_TEXTE_:
┄┄┄┄┄┄┄┄┄┄
La jeune femme a 17 ans lorsqu’elle s’engage dans la Résistance après avoir été humiliée par un Allemand. « Il réprimande ses soldats, mais à moi, il donne un coup de pied au cul qui me fait valser à deux mètres. Me voilà couchée par terre, le nez dans la poussière », se souvient-elle. C’est à ce moment-là, dit-elle, qu’elle a pensé à l’appel du général de Gaulle et décidé de s’engager.

Rainer comme le poète

Alors pensionnaire à Amiens, Madeleine Riffaud, qui souffre de tuberculose, commence par faire des liaisons, puis informer les Français. Suivent les inscriptions à la craie sur les murs. Puis, en 1942, elle est intégrée complètement dans les rangs de la Résistance. Elle choisit le pseudonyme de Rainer, comme le poète Rainer Maria Rilke, qu’elle a découvert au sanatorium.

Un jour, j’en ai eu assez que les femmes soient obligées de porter armes et explosifs pour ceux qui vont agir. Je peux faire la même chose que les hommes, ai-je dit à mon chef

Madeleine Riffaud, résistante combattante

Quelque temps plus tard, elle rejoint la lutte armée. La durée de vie d’un franc-tireur à Paris est alors de trois mois, les pertes sont nombreuses. Mais Madeleine Riffaud est déterminée et n’a pas froid aux yeux. « On nous disait de multiplier les actes contre les Allemands devant tout le monde. Il fallait faire soulever Paris », détaille-t-elle. « On a dit plus tard que les résistants étaient une minorité. Mais on a été aidés très souvent par des gens qui n’étaient pas résistants à proprement dit ».

Torture en famille

Un jour, après avoir tué un homme pour venger un camarade abattu, Madeleine Riffaud est arrêtée. Détenue par la Gestapo, elle est torturée, mais ses geôliers craignent le sang qui sort de sa bouche, alors ils optent pour ce qu’ils appellent la torture en famille. « Ils m’ont attachée sur une chaise dans un coin de la salle et ils ont fait torturer des résistants que je ne connaissais pas devant moi », explique-t-elle. Elle sera libérée à la faveur d’un échange de prisonniers et son engagement dans la Résistance n’en sera que plus fort.
┄┄┄┄┄┄┄┄┄┄
_Pointage d'objets sur photos_:
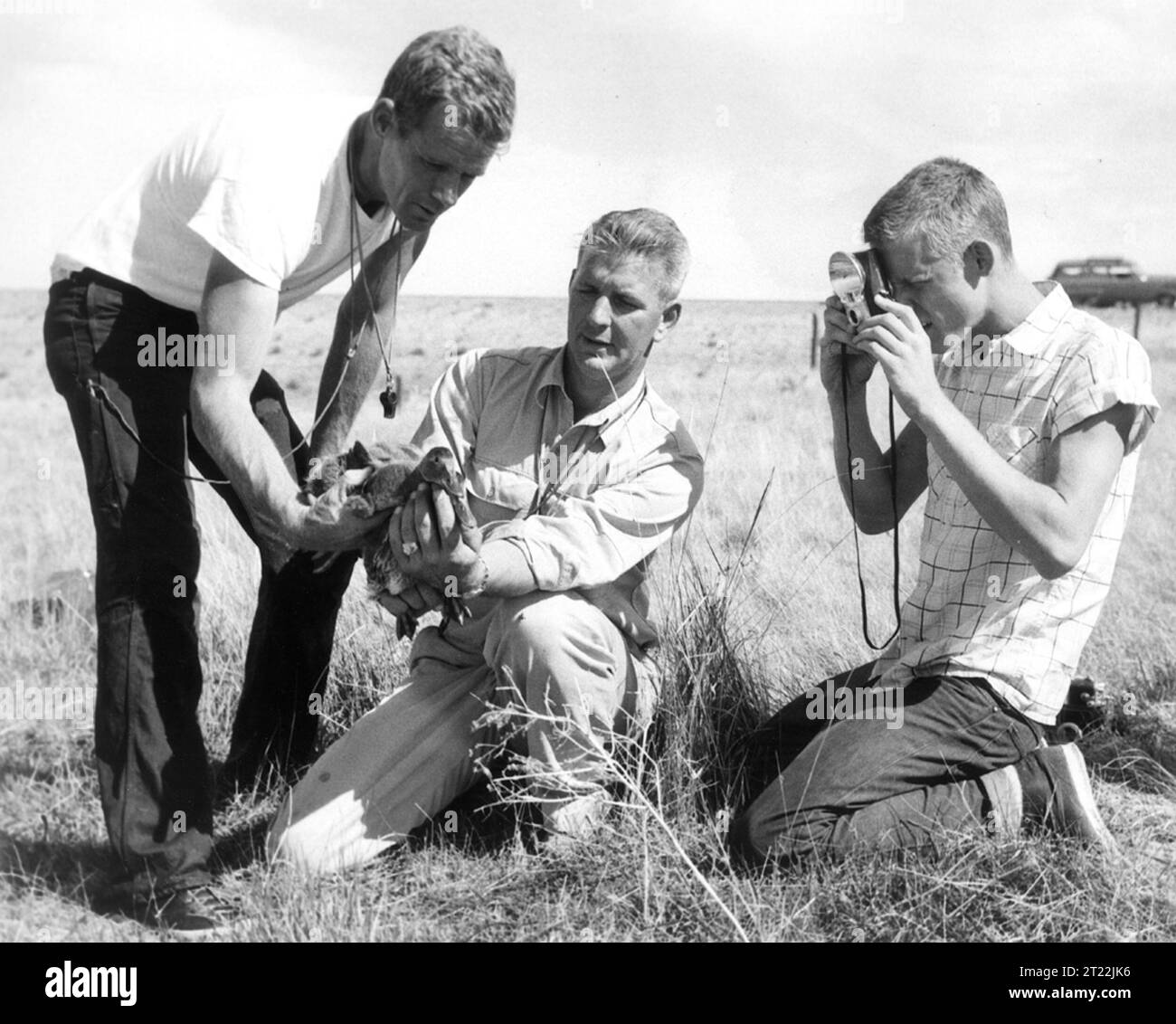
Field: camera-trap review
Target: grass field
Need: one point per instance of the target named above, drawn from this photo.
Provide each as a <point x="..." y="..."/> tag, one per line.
<point x="757" y="597"/>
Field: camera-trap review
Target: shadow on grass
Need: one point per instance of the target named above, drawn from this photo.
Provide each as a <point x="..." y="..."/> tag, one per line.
<point x="77" y="871"/>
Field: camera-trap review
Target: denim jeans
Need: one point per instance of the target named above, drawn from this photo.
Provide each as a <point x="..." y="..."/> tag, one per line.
<point x="835" y="782"/>
<point x="152" y="765"/>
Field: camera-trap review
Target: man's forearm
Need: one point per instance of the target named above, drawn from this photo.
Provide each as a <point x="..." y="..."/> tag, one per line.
<point x="223" y="422"/>
<point x="508" y="572"/>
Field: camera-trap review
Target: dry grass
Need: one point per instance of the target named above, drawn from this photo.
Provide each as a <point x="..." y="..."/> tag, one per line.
<point x="757" y="599"/>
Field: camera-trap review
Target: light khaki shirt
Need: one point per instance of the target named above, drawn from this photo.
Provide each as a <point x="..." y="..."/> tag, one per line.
<point x="586" y="501"/>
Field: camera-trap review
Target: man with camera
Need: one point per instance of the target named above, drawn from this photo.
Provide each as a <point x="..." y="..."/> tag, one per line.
<point x="576" y="473"/>
<point x="235" y="220"/>
<point x="1026" y="419"/>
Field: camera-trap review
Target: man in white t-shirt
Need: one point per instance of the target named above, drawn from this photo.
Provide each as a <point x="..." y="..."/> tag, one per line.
<point x="160" y="317"/>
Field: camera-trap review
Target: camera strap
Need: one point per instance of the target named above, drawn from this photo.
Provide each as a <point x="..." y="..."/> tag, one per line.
<point x="853" y="513"/>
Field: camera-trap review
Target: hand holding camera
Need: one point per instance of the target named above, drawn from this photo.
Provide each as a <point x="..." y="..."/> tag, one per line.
<point x="871" y="327"/>
<point x="855" y="278"/>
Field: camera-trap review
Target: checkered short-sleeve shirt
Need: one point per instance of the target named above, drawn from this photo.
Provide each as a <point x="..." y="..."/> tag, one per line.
<point x="980" y="608"/>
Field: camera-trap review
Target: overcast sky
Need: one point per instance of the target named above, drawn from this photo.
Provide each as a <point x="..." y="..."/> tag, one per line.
<point x="765" y="128"/>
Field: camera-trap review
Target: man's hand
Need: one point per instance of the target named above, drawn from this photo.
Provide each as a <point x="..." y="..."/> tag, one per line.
<point x="839" y="346"/>
<point x="328" y="525"/>
<point x="416" y="600"/>
<point x="897" y="341"/>
<point x="435" y="549"/>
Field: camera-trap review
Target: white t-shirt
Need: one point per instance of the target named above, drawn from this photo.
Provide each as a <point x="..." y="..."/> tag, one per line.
<point x="263" y="183"/>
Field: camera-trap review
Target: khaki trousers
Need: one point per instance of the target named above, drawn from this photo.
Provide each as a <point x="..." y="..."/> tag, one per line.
<point x="559" y="675"/>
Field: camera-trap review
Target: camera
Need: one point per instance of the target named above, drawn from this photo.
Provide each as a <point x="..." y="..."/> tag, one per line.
<point x="857" y="278"/>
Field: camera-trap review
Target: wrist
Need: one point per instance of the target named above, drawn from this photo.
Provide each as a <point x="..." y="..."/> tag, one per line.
<point x="475" y="581"/>
<point x="930" y="411"/>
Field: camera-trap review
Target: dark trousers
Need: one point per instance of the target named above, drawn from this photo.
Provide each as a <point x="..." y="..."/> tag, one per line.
<point x="153" y="770"/>
<point x="834" y="782"/>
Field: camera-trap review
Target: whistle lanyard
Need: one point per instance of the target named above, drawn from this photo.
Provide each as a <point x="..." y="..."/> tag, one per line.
<point x="545" y="493"/>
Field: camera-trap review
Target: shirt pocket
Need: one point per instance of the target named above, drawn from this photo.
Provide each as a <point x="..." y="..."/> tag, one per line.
<point x="498" y="486"/>
<point x="1018" y="444"/>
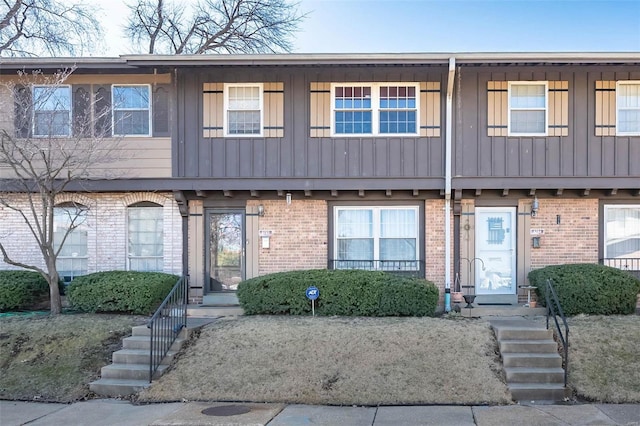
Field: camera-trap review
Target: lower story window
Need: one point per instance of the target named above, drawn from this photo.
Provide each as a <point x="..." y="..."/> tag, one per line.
<point x="622" y="236"/>
<point x="70" y="237"/>
<point x="145" y="235"/>
<point x="377" y="238"/>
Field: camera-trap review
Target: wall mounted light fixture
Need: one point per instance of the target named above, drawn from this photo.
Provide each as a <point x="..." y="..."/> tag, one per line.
<point x="535" y="205"/>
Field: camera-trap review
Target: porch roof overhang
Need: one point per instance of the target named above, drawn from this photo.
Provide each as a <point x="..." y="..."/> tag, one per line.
<point x="137" y="62"/>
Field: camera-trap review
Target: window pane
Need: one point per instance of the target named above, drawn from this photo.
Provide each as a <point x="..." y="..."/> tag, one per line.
<point x="629" y="121"/>
<point x="131" y="106"/>
<point x="131" y="122"/>
<point x="72" y="260"/>
<point x="629" y="96"/>
<point x="146" y="238"/>
<point x="398" y="249"/>
<point x="52" y="111"/>
<point x="528" y="96"/>
<point x="622" y="232"/>
<point x="355" y="249"/>
<point x="244" y="122"/>
<point x="355" y="223"/>
<point x="528" y="122"/>
<point x="398" y="223"/>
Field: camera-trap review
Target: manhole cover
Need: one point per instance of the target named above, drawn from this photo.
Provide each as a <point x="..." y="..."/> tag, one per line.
<point x="226" y="410"/>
┄┄┄┄┄┄┄┄┄┄
_CONSIGNE_: Recopiez le passage du texte sur Madeleine Riffaud qui va de « Alors pensionnaire à » jusqu'à « découvert au sanatorium. », en y remplaçant « craie » par « peinture ».

_RÉPONSE RÉDIGÉE_:
Alors pensionnaire à Amiens, Madeleine Riffaud, qui souffre de tuberculose, commence par faire des liaisons, puis informer les Français. Suivent les inscriptions à la peinture sur les murs. Puis, en 1942, elle est intégrée complètement dans les rangs de la Résistance. Elle choisit le pseudonyme de Rainer, comme le poète Rainer Maria Rilke, qu’elle a découvert au sanatorium.